- Records to use -
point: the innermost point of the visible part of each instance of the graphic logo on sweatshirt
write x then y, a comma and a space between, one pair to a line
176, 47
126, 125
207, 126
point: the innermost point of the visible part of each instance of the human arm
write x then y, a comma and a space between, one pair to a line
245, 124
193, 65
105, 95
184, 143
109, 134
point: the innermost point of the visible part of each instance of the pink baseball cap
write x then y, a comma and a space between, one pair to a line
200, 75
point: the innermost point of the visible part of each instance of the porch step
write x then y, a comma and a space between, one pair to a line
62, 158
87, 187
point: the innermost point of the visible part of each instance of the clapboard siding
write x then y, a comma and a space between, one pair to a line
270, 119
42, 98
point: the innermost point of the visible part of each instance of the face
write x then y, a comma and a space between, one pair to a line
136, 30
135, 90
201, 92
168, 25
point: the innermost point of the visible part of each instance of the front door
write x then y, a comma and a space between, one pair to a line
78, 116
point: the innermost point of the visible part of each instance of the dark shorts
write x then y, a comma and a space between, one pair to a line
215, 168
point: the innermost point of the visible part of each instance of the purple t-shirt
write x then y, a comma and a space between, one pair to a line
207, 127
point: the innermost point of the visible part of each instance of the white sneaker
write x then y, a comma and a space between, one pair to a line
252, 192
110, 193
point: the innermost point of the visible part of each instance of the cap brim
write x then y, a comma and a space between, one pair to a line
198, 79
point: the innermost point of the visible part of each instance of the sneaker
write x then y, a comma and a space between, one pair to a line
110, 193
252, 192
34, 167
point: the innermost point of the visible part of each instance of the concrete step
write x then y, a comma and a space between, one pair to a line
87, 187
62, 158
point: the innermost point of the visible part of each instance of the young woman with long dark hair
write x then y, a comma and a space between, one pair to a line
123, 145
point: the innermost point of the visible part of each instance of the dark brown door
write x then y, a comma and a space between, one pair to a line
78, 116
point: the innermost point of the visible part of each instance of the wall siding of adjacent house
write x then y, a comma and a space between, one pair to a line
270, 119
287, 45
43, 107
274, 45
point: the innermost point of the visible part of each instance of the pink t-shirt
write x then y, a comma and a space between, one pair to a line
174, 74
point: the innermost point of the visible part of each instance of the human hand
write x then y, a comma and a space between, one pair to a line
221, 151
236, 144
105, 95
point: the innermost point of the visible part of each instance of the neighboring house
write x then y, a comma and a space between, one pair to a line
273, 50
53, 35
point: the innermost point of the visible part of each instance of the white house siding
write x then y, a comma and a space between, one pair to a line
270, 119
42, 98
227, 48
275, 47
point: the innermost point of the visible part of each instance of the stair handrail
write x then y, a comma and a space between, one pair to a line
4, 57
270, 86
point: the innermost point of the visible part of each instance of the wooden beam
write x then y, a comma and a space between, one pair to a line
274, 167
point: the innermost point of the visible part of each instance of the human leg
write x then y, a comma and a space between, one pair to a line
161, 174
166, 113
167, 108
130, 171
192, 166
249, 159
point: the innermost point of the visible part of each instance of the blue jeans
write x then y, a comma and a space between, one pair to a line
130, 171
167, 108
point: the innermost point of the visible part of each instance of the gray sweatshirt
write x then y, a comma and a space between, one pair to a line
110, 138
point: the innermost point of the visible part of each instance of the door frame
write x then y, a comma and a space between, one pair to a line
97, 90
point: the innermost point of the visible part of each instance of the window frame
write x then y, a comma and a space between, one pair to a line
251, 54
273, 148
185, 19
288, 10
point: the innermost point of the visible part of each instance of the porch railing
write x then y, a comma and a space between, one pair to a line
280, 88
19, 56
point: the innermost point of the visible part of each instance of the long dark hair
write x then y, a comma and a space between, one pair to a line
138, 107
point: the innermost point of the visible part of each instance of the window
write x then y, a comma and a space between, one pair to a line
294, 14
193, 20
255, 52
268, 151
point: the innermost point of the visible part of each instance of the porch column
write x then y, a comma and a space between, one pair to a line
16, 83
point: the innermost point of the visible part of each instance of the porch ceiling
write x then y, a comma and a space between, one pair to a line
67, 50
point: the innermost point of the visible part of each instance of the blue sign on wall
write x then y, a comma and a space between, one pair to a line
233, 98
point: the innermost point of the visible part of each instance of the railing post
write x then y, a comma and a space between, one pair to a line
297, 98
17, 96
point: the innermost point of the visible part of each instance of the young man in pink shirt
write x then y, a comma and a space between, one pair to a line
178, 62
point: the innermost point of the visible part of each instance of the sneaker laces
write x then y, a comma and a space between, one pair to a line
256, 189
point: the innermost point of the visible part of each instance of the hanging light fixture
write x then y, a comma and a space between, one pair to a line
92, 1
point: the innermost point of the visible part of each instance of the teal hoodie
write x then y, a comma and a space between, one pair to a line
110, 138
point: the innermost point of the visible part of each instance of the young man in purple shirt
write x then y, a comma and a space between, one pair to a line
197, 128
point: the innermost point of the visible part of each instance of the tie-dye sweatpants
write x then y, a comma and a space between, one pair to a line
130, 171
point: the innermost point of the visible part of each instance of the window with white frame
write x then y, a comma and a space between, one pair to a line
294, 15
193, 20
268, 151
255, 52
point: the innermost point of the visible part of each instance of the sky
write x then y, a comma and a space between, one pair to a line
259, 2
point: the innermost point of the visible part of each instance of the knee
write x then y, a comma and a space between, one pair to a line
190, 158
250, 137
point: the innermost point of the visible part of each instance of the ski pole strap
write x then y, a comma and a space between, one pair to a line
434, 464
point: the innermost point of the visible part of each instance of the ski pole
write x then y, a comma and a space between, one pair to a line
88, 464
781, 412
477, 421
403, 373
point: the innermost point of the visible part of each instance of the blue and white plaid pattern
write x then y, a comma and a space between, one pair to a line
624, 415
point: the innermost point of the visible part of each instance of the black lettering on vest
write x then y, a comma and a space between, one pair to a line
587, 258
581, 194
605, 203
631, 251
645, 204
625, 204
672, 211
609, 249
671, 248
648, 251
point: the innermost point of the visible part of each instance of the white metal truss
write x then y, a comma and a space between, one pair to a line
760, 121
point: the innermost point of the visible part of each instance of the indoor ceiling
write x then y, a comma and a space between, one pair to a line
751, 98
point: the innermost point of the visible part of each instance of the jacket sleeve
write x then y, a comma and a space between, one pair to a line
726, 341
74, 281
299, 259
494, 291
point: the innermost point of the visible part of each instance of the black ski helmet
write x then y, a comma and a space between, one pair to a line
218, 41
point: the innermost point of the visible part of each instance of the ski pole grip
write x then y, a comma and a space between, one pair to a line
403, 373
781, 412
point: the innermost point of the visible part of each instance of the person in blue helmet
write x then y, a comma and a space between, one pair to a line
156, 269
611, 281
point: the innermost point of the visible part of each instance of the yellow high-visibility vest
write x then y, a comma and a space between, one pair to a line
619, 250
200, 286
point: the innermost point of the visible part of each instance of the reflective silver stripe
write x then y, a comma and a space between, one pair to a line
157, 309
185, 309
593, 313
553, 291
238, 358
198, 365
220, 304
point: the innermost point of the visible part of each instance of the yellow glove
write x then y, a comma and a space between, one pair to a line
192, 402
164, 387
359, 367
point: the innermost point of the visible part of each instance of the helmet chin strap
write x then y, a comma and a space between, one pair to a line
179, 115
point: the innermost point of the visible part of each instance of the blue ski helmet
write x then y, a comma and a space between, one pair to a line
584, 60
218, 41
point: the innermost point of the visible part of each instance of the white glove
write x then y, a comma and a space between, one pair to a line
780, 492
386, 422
---
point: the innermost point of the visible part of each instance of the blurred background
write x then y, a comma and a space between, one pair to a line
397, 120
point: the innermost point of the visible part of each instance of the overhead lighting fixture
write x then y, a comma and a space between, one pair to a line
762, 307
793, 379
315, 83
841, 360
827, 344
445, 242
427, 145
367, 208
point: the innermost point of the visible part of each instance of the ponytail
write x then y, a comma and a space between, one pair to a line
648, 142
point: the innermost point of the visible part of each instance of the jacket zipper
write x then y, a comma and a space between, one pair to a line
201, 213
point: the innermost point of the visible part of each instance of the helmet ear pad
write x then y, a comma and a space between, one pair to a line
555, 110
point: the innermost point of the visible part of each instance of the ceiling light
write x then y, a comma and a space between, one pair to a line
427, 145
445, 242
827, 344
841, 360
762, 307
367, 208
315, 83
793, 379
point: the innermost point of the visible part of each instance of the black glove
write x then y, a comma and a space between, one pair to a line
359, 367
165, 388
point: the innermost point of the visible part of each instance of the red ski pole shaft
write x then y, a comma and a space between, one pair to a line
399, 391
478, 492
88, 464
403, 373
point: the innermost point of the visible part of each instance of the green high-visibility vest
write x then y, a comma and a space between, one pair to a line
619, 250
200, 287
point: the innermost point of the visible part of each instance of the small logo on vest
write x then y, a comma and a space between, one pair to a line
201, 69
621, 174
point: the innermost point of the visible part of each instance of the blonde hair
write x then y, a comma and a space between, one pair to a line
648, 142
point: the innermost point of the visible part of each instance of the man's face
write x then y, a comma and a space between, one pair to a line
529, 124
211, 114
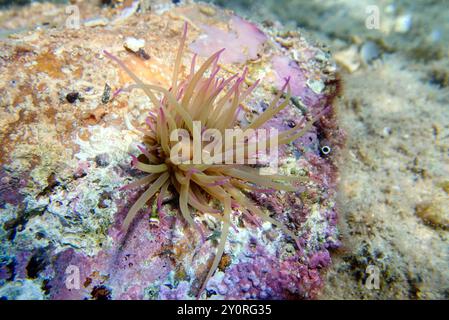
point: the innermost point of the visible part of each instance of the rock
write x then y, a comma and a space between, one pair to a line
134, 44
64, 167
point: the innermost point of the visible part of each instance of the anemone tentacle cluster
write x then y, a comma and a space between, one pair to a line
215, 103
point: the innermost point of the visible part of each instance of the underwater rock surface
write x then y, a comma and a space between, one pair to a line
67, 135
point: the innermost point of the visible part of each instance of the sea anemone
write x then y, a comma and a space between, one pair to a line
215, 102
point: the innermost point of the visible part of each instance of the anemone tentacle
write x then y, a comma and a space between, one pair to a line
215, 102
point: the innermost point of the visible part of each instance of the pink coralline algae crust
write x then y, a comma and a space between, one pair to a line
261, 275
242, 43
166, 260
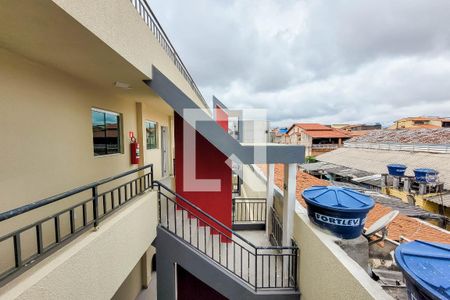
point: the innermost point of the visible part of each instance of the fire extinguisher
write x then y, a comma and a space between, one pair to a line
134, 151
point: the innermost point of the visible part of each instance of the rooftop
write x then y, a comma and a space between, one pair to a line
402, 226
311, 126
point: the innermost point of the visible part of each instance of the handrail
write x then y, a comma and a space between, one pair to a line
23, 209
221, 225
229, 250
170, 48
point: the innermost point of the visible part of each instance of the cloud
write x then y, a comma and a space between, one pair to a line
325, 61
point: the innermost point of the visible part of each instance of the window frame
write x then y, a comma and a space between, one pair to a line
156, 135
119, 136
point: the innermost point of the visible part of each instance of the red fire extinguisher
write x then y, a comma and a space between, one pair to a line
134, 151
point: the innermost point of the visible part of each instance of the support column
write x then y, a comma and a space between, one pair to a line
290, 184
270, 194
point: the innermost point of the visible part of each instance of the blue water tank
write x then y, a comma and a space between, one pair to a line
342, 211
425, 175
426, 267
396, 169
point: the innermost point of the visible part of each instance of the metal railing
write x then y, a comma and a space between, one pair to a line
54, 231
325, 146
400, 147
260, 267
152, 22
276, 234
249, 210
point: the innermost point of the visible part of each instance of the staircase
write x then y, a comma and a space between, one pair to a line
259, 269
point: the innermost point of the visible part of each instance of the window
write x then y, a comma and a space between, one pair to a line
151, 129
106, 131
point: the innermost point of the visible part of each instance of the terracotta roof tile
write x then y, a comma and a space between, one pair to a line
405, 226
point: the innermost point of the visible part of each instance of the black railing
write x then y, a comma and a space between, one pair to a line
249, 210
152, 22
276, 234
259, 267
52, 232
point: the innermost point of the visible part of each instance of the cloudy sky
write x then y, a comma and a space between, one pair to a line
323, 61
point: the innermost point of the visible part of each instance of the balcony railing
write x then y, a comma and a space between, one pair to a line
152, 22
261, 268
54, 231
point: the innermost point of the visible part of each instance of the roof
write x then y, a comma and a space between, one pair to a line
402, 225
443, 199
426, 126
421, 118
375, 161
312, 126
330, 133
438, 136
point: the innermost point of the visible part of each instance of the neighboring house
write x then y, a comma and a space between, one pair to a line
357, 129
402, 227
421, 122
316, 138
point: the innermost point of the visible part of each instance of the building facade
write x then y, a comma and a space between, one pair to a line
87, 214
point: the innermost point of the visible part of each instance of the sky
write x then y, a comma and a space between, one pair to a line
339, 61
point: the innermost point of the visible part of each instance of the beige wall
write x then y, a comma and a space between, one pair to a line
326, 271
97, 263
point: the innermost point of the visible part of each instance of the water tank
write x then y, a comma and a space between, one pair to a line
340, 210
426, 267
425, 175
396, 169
...
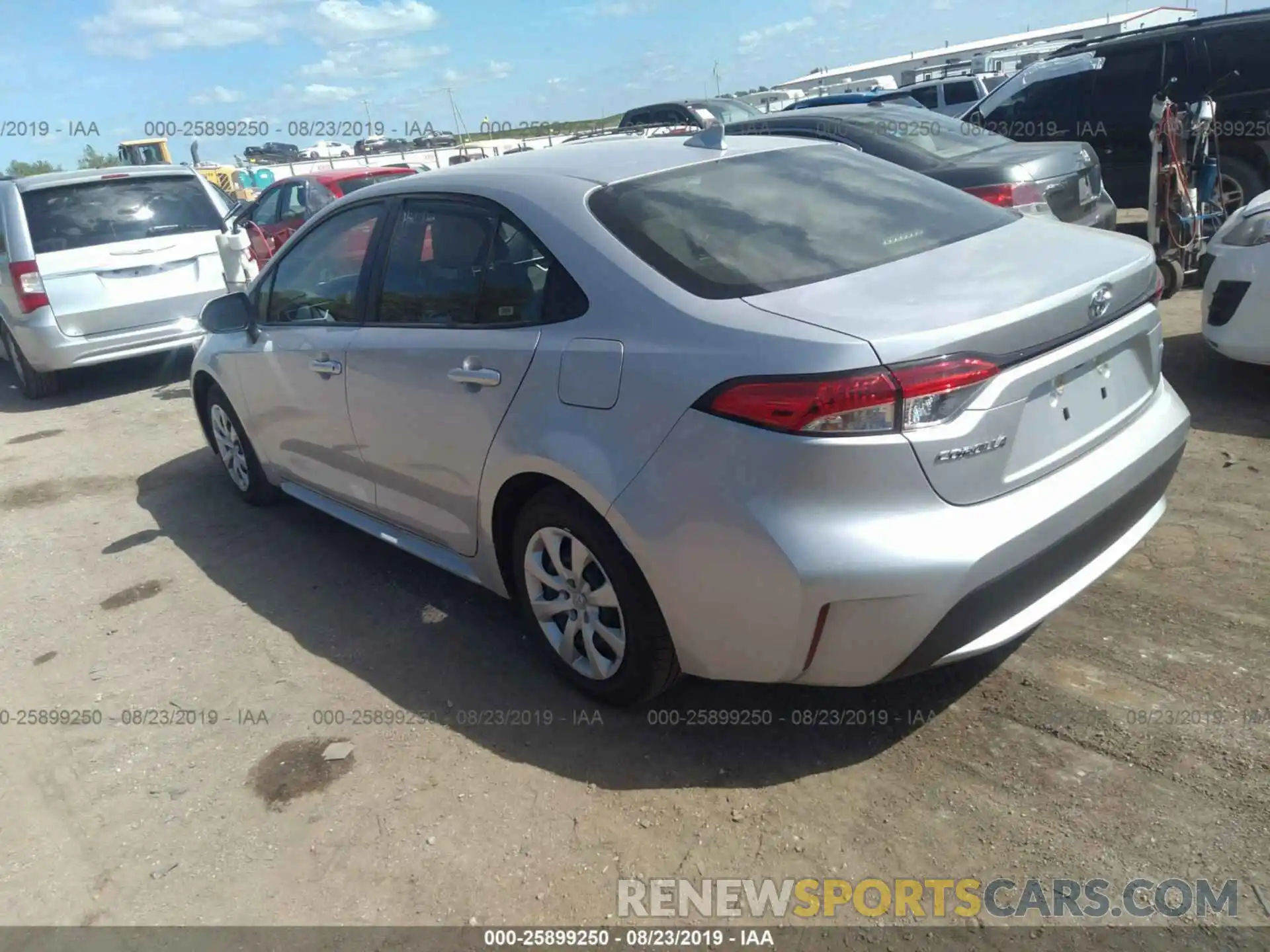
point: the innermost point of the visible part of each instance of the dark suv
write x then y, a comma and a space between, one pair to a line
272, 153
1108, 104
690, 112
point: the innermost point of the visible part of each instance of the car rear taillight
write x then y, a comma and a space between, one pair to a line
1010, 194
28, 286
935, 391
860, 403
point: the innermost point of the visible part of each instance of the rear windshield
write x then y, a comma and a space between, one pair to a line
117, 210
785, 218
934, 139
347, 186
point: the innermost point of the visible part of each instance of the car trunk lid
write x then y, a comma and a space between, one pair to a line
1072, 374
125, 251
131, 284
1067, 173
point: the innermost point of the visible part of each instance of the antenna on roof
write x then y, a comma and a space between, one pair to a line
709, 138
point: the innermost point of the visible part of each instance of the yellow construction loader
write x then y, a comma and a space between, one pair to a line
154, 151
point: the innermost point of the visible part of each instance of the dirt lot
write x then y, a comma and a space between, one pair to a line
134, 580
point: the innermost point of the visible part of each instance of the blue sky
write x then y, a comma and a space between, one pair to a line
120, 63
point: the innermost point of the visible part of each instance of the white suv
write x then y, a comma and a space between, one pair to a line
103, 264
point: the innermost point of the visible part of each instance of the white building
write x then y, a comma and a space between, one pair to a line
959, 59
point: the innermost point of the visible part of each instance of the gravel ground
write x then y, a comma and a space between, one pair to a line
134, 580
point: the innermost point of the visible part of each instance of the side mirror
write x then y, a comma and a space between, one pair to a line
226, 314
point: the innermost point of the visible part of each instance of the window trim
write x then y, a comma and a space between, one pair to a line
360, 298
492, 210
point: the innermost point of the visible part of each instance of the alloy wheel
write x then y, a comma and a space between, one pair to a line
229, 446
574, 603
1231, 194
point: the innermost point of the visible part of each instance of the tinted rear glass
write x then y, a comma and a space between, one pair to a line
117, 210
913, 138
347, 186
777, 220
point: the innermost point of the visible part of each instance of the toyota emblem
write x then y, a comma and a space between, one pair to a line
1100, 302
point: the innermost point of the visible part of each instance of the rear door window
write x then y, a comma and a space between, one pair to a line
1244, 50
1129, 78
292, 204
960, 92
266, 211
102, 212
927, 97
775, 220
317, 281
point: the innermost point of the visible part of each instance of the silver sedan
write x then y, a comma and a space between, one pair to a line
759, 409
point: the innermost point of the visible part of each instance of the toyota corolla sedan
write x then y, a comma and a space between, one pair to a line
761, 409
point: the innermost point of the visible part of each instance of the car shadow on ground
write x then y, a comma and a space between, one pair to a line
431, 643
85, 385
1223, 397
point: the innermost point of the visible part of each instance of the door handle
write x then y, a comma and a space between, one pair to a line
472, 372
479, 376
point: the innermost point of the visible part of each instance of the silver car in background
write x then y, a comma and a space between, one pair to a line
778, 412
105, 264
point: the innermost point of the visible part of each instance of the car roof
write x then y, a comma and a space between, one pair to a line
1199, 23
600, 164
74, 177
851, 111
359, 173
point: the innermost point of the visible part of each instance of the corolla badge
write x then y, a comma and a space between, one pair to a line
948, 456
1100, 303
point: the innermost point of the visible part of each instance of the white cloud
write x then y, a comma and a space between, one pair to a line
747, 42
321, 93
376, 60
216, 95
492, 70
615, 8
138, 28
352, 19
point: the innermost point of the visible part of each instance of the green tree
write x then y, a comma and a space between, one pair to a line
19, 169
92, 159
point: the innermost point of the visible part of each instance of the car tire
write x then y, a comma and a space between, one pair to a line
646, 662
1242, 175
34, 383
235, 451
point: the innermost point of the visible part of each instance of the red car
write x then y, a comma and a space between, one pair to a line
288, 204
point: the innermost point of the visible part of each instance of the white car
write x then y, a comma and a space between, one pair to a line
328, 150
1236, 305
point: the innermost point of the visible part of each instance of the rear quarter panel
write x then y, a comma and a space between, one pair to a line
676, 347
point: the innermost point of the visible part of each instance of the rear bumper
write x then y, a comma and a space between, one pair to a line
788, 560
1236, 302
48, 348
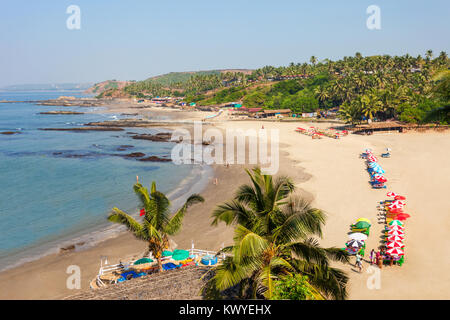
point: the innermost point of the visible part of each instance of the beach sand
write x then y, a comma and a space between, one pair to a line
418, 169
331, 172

- To do -
Count the lines in the records that contain the string "rock", treating uppercase and lowercase as different. Reply with the number alone.

- Result below -
2